• _Selected text_
......
It is an undisputed fact that the over-collateralization of assets (including toxic ones prior to 2008) and the securitization explosion that took place between 2000-2007, created the seeds of the financial crisis via credit-overextension. The response to that was an overextension of the monetary base, which in turn has seeded the ground for a new credit cycle which, like a restless wrestler, is seeking to defeat catharsis- that is, the detoxification of the economy of too much debt and leverage.

Credit is the oxygen of the economy. Abnormal quantities (whether small or large) are harmful. The inability to assess its vital role, leads to capital misallocation and distorted prices. The latter misconfigures the price discovery mechanism and from there on the birth pains of economic and financial disequilibrium start their destabilization process.
......
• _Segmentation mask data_
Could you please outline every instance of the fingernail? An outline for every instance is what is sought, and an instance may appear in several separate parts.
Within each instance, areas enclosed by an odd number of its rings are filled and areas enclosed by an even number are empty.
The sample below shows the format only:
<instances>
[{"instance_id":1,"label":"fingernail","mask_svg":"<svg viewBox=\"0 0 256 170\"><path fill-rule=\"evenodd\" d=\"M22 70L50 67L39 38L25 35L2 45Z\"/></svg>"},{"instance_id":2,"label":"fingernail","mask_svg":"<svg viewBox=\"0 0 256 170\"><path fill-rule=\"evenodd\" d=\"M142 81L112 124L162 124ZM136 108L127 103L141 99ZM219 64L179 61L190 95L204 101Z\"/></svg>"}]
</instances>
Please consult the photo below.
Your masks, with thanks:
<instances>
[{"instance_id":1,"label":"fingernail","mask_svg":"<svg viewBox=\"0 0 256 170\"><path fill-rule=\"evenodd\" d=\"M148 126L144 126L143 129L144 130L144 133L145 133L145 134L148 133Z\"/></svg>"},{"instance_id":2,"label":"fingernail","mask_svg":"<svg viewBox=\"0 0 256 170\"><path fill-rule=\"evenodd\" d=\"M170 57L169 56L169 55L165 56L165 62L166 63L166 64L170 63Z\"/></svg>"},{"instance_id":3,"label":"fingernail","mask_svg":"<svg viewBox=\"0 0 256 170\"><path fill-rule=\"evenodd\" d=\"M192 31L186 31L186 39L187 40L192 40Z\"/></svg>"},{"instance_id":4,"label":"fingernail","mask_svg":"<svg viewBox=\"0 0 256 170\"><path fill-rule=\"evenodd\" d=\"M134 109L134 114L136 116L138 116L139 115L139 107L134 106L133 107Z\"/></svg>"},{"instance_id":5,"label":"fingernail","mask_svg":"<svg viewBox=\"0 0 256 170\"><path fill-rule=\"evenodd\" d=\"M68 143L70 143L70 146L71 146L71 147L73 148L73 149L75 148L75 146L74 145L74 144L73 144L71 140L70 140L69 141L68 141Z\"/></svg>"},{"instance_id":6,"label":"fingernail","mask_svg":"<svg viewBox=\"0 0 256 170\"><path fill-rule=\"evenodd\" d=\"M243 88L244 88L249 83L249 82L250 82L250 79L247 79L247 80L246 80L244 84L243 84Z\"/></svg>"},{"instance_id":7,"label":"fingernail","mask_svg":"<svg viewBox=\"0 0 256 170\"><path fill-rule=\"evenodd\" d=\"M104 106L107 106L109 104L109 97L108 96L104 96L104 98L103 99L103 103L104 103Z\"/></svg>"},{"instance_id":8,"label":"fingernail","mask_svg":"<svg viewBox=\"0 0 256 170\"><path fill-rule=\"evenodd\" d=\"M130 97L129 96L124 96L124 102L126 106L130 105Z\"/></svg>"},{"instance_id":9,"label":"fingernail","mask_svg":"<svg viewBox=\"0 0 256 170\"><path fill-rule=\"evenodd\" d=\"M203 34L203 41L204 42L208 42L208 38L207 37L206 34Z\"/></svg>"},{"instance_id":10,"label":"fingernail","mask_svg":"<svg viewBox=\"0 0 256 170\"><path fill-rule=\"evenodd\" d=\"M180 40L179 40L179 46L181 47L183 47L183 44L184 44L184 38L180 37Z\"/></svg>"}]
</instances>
......
• _Activity_
Return the passage of the text on credit and the financial crisis from "Credit is the" to "their destabilization process.", copied word for word. The records play no part in what is asked here.

• _Response to the task_
Credit is the oxygen of the economy. Abnormal quantities (whether small or large) are harmful. The inability to assess its vital role, leads to capital misallocation and distorted prices. The latter misconfigures the price discovery mechanism and from there on the birth pains of economic and financial disequilibrium start their destabilization process.